REQUIREMENTS:
Convert all of the material below into a Markdown table with the columns "Row" and "Line," where "Row" is a running number and "Line" holds one line, skipping any blank lines. Leave the pictures out of the table.

RECORD SET:
■ ■ ■ ■ ■
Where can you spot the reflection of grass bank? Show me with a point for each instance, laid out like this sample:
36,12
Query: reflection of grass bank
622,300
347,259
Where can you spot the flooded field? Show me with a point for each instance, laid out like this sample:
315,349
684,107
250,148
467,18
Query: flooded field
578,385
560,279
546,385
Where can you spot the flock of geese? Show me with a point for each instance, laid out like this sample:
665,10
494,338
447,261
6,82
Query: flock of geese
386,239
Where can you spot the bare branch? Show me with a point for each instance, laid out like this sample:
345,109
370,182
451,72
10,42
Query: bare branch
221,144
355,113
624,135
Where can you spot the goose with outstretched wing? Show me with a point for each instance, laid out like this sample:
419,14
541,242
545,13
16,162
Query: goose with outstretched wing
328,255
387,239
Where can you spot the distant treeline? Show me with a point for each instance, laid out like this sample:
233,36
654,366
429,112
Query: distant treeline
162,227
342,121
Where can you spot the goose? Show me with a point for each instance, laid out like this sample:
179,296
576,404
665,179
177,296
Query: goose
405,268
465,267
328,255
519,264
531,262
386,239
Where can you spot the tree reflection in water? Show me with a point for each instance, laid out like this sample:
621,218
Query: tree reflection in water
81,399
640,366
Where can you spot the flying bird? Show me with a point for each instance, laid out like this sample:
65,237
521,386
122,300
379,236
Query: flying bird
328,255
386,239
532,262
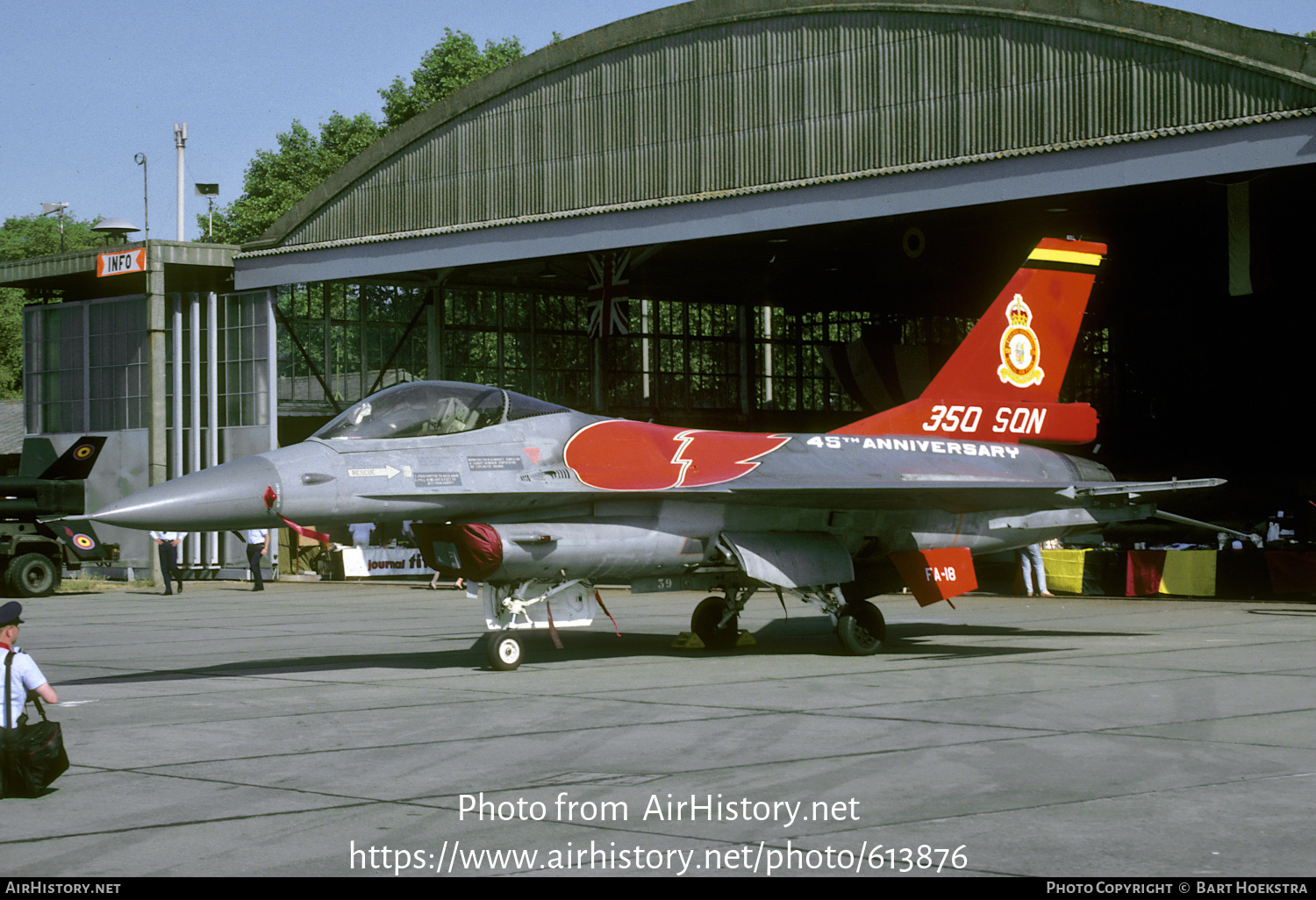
■ ■ ■ ■ ■
TASK ANSWER:
| Row | Line |
|---|---|
| 1 | Where can you spot the reflection of grass bank? Show me with a point for each instance, laid out like this sample: |
| 2 | 36,12 |
| 3 | Query: reflection of grass bank |
| 4 | 622,300 |
| 5 | 347,259 |
| 6 | Where can you spot the flooded field? Show me with a point for each instance, laid out like this sample: |
| 7 | 315,349 |
| 8 | 684,107 |
| 9 | 250,148 |
| 10 | 467,18 |
| 11 | Query: flooded field |
| 12 | 578,385 |
| 13 | 560,279 |
| 14 | 546,385 |
| 15 | Where can you spot the flock of geese? Show me with a point for each instance, laid out like this sample: |
| 16 | 665,10 |
| 17 | 494,338 |
| 18 | 447,261 |
| 19 | 6,82 |
| 20 | Query: flock of geese |
| 21 | 386,239 |
| 22 | Where can you spot the bare branch? Show me with a point for each instance, laid out like this sample: |
| 23 | 345,109 |
| 24 | 370,182 |
| 25 | 451,72 |
| 26 | 10,42 |
| 27 | Query: bare branch |
| 28 | 221,144 |
| 29 | 355,113 |
| 30 | 624,135 |
| 31 | Where can you spot the goose with outstretched wing? Show me with a point for each instance, laid out like this sample: |
| 32 | 419,14 |
| 33 | 541,242 |
| 34 | 545,13 |
| 35 | 16,162 |
| 36 | Query: goose with outstretched wing |
| 37 | 328,255 |
| 38 | 387,239 |
| 39 | Where can you spot the distant treeline? Show me with a point for each instance, laid out like this sample: |
| 40 | 233,36 |
| 41 | 654,366 |
| 42 | 429,112 |
| 43 | Query: distant treeline |
| 44 | 162,227 |
| 45 | 342,121 |
| 46 | Where can you spot the goose? Show me with a point for each instance, laid out like this sample: |
| 47 | 179,296 |
| 48 | 576,404 |
| 49 | 665,179 |
| 50 | 177,296 |
| 51 | Query: goose |
| 52 | 405,268 |
| 53 | 465,267 |
| 54 | 328,255 |
| 55 | 519,264 |
| 56 | 531,262 |
| 57 | 386,239 |
| 58 | Where can you spot the tree reflection in water? Show me with a point for each instance, laid out like this sample: |
| 59 | 621,218 |
| 60 | Query: tree reflection in water |
| 61 | 81,399 |
| 62 | 640,366 |
| 63 | Where can you spot the flying bird? Show me with a point for each instance, laid out like this sample: |
| 64 | 65,237 |
| 65 | 521,386 |
| 66 | 122,300 |
| 67 | 379,236 |
| 68 | Query: flying bird |
| 69 | 328,255 |
| 70 | 386,239 |
| 71 | 532,262 |